── EXCERPT PROVIDED

Of all the things people argue about!
Ultimately they both do the same thing – take an existing workflow that I know, and add an abstraction layer that gives us tons of new options. Interactivity within the container's shell is powerful, but there needs to be user experience changes in order to make that really easy to use and productive. Hence, distrobox and toolbox are fixing the symptom. The actual problem is to not use duct tape, the terminal needs to talk to the container runtime directly. We even have an entire spec hoping someone will make this. And think we're getting closer.
This solves two problems. It removes the "Should toolbox add this feature that everyone wants" discussion because that conversation isn't going to go anywhere. And the second is user experience. The goal is to provide a CLI for the user right? Here's one.
Now before you linux nerds get too angry, of course the UI should be slimmed down for the "default terminal" experience, this just happens to be what they have right now for the container screen. Pretend we can make the UI make sense for us.
It is a nice UX layer that is clearly missing in both toolbox and distrobox though! The ability to visually add the context of the thing I am going into. It's like the HUD in our terminal video game.
It's one of the things people love about WSL, that little icon in the terminal UI that has the logo of the container you're in. Plus as a former Ubuntu contributor, it's nice to see that logo because in the real world that thing is everywhere, lol.
Why it has to talk to podman
Rob McQueen and I once called Flatpak the "missing desktop API" that Linux needs. The container runtime handles the other part. They should just talk directly. Have the client apps decide what features to add and expose based on UX, show as little or as many options as you want.
This is 100% moving the problem, not solving it! But I think we can remove the duct tape now. The real problems people have when using toolbox and distrobox is that even as an expert user it's still juuuuust enough friction to be annoying. I think this would help fix that because there's an existing GUI for the thing, it just needs to be adapted to our needs!

────
── GIVEN RECORDS

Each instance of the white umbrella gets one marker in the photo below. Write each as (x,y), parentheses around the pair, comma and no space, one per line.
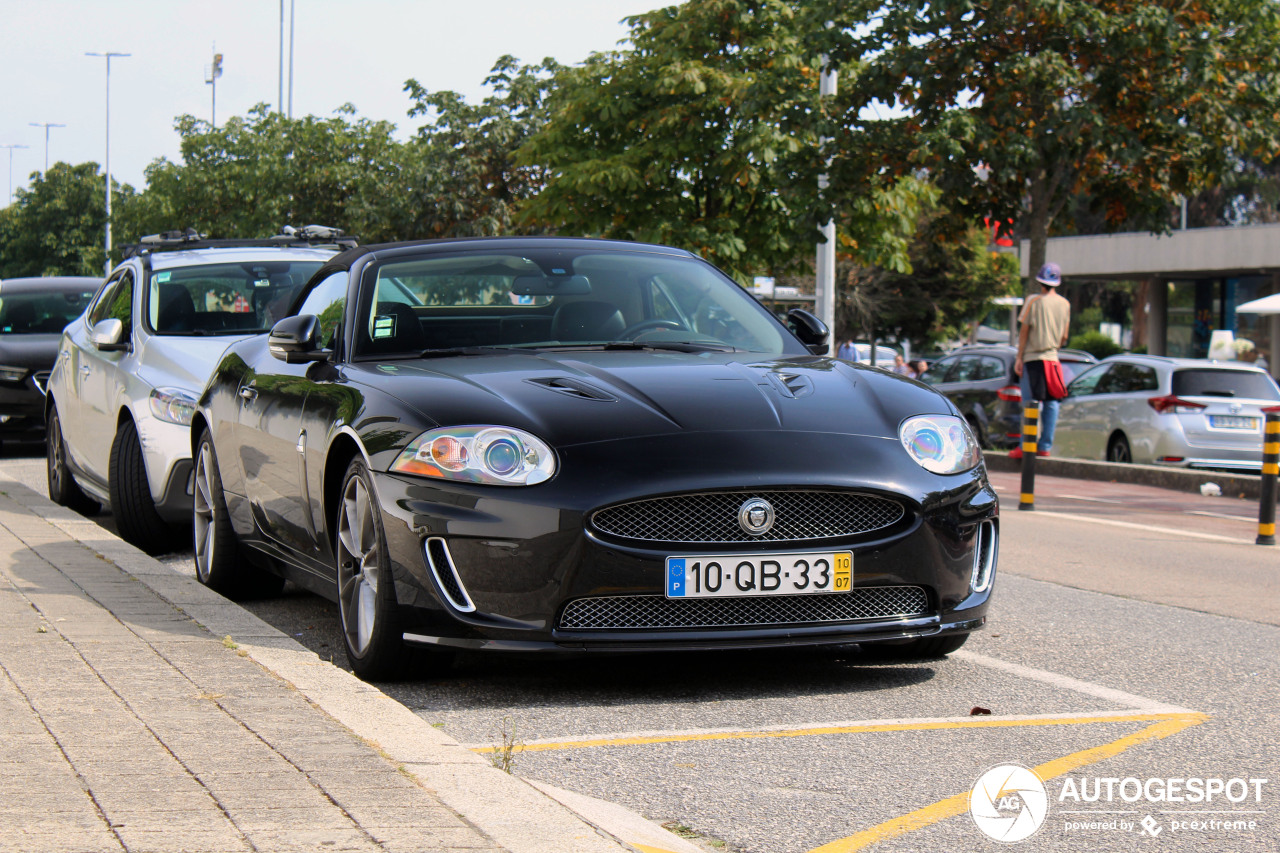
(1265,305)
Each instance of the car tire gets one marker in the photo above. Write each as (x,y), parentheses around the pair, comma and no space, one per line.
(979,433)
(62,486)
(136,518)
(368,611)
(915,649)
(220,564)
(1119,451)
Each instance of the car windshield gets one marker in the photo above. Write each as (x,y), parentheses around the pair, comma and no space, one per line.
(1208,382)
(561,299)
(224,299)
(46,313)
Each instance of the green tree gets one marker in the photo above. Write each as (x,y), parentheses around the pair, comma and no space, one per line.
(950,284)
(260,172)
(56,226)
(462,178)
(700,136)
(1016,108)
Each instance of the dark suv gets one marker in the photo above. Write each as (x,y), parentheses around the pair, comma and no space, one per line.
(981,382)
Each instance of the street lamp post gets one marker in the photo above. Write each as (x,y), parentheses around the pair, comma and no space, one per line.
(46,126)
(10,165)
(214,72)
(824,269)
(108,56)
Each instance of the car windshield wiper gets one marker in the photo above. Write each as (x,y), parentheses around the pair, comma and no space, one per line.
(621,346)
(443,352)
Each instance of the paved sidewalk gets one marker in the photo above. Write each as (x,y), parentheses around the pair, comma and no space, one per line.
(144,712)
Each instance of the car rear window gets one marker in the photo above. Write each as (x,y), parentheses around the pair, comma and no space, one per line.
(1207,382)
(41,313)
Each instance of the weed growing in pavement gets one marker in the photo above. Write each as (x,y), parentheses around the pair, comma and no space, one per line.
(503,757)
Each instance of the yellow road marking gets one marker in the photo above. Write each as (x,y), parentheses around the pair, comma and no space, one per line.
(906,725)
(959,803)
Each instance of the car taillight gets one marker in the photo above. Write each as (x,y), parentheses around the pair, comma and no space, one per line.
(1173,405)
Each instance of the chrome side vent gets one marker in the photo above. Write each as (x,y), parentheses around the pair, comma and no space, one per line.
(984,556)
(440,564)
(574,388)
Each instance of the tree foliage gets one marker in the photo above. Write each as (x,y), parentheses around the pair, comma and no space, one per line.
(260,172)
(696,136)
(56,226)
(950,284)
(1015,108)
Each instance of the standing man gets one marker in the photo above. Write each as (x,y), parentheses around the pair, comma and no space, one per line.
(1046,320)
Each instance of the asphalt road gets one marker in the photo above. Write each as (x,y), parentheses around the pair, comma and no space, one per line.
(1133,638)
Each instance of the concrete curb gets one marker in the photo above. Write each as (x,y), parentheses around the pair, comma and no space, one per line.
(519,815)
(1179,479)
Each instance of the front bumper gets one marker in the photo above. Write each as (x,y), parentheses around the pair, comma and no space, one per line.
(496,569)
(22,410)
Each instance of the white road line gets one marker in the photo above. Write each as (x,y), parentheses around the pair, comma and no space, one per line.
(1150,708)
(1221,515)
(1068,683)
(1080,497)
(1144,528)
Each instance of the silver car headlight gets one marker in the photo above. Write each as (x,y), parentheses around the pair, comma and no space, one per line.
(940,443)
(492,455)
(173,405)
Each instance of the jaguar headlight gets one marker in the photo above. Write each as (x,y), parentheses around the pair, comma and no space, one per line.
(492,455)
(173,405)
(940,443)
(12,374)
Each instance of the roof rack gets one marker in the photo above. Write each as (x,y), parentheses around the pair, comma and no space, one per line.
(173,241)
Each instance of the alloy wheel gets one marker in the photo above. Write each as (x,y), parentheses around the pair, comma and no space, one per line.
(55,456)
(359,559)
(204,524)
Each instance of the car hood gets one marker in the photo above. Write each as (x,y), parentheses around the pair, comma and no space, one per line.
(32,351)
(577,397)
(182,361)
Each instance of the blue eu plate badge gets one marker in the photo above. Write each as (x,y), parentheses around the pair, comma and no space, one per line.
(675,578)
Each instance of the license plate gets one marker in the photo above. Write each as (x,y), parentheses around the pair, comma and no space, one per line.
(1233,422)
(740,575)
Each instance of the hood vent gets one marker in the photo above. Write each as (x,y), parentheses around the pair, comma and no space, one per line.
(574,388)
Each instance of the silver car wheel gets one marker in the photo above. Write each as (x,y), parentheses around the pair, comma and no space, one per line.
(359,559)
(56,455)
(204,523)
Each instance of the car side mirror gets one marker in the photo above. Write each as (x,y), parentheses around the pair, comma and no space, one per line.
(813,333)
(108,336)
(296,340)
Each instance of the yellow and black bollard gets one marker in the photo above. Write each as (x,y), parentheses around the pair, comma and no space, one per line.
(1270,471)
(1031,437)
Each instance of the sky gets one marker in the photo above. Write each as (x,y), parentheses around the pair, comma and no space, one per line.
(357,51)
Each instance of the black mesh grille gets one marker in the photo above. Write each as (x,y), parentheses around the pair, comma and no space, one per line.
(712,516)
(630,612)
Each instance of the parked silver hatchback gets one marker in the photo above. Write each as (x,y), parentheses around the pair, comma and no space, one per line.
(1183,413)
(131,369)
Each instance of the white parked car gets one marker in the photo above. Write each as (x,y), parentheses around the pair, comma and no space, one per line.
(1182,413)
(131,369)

────

» ACTION ITEM: Output the full piece about toolbox, distrobox and the container runtime again, word for word and with nothing left out.

» RESULT:
Of all the things people argue about!
Ultimately they both do the same thing – take an existing workflow that I know, and add an abstraction layer that gives us tons of new options. Interactivity within the container's shell is powerful, but there needs to be user experience changes in order to make that really easy to use and productive. Hence, distrobox and toolbox are fixing the symptom. The actual problem is to not use duct tape, the terminal needs to talk to the container runtime directly. We even have an entire spec hoping someone will make this. And think we're getting closer.
This solves two problems. It removes the "Should toolbox add this feature that everyone wants" discussion because that conversation isn't going to go anywhere. And the second is user experience. The goal is to provide a CLI for the user right? Here's one.
Now before you linux nerds get too angry, of course the UI should be slimmed down for the "default terminal" experience, this just happens to be what they have right now for the container screen. Pretend we can make the UI make sense for us.
It is a nice UX layer that is clearly missing in both toolbox and distrobox though! The ability to visually add the context of the thing I am going into. It's like the HUD in our terminal video game.
It's one of the things people love about WSL, that little icon in the terminal UI that has the logo of the container you're in. Plus as a former Ubuntu contributor, it's nice to see that logo because in the real world that thing is everywhere, lol.
Why it has to talk to podman
Rob McQueen and I once called Flatpak the "missing desktop API" that Linux needs. The container runtime handles the other part. They should just talk directly. Have the client apps decide what features to add and expose based on UX, show as little or as many options as you want.
This is 100% moving the problem, not solving it! But I think we can remove the duct tape now. The real problems people have when using toolbox and distrobox is that even as an expert user it's still juuuuust enough friction to be annoying. I think this would help fix that because there's an existing GUI for the thing, it just needs to be adapted to our needs!